__THE PROBLEM__.
Take every line from the material that has the word "dead" in it.
[[ DATA TO PROCESS, beginning ]]
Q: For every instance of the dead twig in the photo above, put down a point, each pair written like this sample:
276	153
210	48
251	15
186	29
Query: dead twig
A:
[[ DATA TO PROCESS, end ]]
__ANSWER FOR THIS EXERCISE__.
Q: For every instance of the dead twig in the photo above, put down a point, each pair written like this sample:
Query: dead twig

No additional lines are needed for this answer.